PROMPT 1 | Identify every line in the entries that contains the word "outline", and copy each of those lines in full.

PASSAGE TO READ |
Paul continues to express his hope in Christ as he faces the end of his life; “I have fought the good fight, I have finished the race, I have kept the faith. Now there is in store for me the crown of righteousness, which the Lord, the righteous Judge, will award to me on that day — and not only to me, but also to all who have longed for his appearing.” <2 Tim.4:7-8 (NIV)>. As he looked back at his life he could say (like an athlete) to Timothy that he had fully obeyed the rules of the contest <see 2 Tim.2:5>, so as to encourage Timothy (and all believers in Christ) to do the same in serving Christ. Similar to the winner of any athletic competition the prize is presented, and here Paul refers to his prize as “the crown of righteousness” that Christ will present to him on the coming day of accountability <Rom.14:12; 1 Cor.9:25>. We can all look forward to this reward for Paul adds that it will be available to all who yearn for Christ’s appearing. Can you face death with such confidence? As you look back at your life on earth can you truthfully say that you have finished the course to the best of your ability?

Expressing his situation in Prison, he comments that Demas has deserted because he loved this world and all that it has to offer; a warning to all believers; we all need to learn to resist the devil’s temptations by the help of the Holy Spirit <Jas.4:7>. Titus and Crescens (Crescens mentioned only here – NIV Study Bible), have gone elsewhere, and only Luke is with Paul. He further states that “At my first defense, no one came to my support, but everyone deserted me.” <2 Tim.4:16 (NIV)>, certainly a helpless feeling and one that our Lord Jesus Christ experienced at His trial; and like Christ, Paul asks that their absenteeism would not be held against them. One other individual, Alexander, Paul states that “…The Lord will repay him for what he has done. You too should be on your guard against him, because he strongly opposed our message.” <2 Tim.4:14-15 (NIV)>; his strong opposition to the gospel message, presented by Paul then, is still being exhibited by individuals today, and will be dealt with by Christ – this is not our responsibility.

STORED ROWS |
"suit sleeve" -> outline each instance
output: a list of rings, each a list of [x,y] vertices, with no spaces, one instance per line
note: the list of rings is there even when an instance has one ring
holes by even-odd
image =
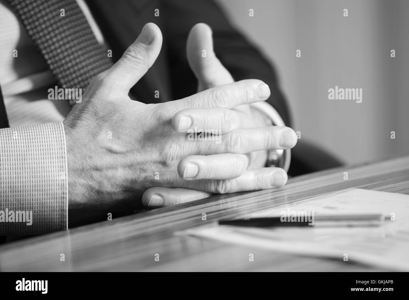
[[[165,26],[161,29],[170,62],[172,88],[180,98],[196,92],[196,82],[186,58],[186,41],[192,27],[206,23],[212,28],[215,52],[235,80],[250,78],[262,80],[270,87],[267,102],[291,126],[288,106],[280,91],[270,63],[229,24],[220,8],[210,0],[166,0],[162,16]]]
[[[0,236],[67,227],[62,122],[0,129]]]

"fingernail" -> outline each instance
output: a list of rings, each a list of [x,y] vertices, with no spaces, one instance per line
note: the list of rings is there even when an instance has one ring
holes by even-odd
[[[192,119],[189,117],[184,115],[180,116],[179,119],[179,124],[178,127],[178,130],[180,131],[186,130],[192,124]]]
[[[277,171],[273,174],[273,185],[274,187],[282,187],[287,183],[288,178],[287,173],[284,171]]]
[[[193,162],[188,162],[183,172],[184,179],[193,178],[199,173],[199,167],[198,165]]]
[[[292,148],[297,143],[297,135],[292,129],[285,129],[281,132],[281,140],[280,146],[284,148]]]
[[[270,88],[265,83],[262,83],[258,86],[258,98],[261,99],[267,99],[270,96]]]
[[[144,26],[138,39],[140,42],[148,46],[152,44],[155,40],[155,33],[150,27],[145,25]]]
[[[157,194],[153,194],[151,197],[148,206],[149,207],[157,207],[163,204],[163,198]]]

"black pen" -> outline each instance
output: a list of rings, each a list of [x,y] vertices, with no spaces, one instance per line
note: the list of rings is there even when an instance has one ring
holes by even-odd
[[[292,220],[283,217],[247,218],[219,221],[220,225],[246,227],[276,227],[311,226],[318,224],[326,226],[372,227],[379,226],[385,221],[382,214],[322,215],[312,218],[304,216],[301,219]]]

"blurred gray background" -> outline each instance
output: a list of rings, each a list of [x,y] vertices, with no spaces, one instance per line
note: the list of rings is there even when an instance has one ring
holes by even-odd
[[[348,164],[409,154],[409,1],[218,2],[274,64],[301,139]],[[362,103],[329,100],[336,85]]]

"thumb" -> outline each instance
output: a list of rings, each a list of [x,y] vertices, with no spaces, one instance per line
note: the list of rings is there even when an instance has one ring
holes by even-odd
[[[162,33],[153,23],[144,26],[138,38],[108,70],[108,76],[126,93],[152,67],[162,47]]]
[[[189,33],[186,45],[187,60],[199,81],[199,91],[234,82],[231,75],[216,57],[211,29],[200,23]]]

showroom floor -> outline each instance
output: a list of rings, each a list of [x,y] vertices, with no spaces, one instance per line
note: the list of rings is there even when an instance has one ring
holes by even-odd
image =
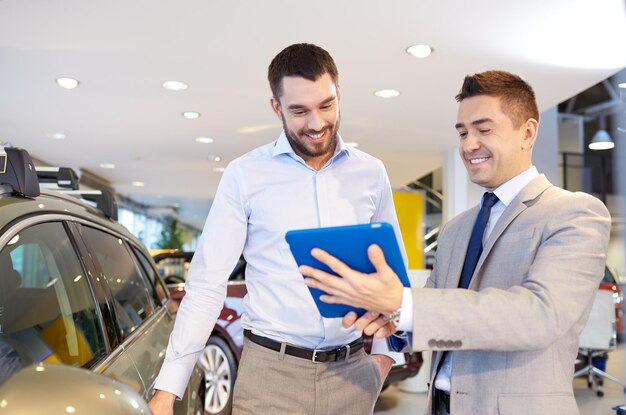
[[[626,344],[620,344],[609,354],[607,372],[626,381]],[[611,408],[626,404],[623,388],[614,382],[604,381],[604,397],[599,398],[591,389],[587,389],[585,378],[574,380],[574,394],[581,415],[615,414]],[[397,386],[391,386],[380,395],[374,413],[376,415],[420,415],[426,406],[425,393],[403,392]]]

* * *

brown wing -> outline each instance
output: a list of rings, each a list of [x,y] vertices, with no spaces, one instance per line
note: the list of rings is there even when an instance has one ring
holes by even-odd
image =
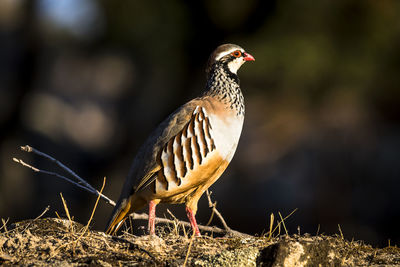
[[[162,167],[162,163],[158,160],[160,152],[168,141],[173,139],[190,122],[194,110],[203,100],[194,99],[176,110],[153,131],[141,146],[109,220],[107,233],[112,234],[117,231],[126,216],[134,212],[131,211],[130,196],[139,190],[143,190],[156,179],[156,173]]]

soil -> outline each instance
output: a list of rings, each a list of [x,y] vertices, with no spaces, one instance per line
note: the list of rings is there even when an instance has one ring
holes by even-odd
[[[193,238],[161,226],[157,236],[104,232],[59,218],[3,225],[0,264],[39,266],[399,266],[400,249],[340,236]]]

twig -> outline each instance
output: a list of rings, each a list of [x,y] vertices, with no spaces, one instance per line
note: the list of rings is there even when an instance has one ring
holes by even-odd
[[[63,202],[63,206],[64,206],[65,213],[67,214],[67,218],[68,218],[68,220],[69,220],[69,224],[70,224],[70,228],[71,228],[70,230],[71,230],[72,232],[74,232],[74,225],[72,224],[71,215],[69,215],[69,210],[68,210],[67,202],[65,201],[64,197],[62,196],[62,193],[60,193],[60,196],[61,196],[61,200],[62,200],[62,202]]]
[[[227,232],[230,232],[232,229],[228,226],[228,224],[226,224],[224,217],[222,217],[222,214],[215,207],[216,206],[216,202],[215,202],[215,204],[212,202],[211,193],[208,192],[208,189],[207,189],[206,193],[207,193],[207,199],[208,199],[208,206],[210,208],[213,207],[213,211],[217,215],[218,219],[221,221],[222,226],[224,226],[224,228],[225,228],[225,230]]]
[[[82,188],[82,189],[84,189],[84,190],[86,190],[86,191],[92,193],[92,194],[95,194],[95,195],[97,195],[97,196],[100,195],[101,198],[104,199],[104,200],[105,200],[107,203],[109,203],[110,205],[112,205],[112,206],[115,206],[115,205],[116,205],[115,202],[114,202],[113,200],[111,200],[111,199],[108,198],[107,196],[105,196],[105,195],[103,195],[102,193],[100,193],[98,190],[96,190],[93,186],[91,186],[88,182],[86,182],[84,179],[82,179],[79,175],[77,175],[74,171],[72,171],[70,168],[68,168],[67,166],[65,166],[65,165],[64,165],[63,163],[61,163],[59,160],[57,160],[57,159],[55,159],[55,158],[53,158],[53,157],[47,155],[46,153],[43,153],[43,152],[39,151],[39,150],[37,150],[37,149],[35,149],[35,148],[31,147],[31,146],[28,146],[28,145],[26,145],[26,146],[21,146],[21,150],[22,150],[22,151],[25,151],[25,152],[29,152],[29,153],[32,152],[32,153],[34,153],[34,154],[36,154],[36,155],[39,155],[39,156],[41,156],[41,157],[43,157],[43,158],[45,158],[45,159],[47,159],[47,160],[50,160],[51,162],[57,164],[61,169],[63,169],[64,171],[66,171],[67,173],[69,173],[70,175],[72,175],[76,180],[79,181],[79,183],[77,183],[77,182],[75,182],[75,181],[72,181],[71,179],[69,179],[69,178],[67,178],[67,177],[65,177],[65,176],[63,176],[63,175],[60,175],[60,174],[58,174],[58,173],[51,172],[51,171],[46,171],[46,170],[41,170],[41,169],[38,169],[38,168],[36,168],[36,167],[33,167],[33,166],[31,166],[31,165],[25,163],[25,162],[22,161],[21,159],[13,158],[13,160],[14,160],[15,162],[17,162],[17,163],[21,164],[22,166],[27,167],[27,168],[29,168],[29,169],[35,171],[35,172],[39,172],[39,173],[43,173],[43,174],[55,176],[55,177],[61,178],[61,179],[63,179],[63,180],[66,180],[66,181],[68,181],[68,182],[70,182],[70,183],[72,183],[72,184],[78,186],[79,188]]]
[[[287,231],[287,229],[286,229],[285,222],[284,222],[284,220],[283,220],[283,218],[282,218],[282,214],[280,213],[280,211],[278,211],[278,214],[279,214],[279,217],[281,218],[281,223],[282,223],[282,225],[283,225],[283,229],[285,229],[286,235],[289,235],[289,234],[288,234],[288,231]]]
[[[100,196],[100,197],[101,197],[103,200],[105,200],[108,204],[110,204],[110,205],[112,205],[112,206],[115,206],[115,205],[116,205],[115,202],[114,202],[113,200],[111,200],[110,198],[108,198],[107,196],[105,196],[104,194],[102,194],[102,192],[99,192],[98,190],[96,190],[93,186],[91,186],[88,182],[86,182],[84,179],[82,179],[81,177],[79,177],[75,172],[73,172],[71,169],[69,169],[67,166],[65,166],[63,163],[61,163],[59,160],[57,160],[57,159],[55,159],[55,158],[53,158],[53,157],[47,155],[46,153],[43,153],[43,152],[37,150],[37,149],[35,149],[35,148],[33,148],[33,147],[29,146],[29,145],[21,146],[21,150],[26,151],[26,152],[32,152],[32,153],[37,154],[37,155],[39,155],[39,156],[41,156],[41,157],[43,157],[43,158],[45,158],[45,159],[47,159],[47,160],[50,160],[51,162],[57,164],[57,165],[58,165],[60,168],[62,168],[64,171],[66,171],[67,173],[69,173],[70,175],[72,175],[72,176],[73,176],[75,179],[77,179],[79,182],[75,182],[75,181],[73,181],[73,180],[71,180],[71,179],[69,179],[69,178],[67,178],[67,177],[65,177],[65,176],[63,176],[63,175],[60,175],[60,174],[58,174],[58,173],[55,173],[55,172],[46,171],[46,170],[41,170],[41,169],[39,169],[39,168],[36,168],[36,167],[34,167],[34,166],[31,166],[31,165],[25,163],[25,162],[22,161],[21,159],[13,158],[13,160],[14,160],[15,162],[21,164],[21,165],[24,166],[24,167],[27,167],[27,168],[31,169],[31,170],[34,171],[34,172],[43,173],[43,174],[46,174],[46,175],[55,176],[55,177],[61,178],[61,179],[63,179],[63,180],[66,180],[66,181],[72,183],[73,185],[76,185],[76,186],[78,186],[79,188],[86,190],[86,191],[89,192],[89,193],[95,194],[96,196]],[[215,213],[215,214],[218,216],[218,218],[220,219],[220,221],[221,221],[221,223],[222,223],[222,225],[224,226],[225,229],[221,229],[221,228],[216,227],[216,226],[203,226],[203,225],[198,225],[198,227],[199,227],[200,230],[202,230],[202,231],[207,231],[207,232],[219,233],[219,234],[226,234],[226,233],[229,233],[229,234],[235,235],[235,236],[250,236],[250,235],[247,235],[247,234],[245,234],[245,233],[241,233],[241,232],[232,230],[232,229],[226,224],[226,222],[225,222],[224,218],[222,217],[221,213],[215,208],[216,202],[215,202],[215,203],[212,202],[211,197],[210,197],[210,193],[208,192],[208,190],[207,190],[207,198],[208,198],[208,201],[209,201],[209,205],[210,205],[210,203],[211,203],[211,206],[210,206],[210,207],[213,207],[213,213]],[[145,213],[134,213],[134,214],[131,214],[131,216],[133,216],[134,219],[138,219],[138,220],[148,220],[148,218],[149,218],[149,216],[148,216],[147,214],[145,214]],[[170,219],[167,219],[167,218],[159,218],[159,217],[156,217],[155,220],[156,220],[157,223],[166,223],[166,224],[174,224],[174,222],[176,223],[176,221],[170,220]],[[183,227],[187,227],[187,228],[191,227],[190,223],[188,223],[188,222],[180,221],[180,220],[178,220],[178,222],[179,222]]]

PROMPT 2 | According to the passage on Paul's second letter to Timothy, why does Paul tell Timothy to be on guard against Alexander? Answer in one to three sentences.

FINAL RESULT 1 |
"suit sleeve" -> outline each instance
"fingernail" -> outline each instance
"black pen" -> outline each instance
"blurred gray background" -> outline each instance
"thumb" -> outline each instance
showroom floor -> outline each instance
brown wing -> outline each instance
soil -> outline each instance
twig -> outline each instance

FINAL RESULT 2 | Paul tells Timothy to be on guard against Alexander because Alexander strongly opposed the message Paul preached.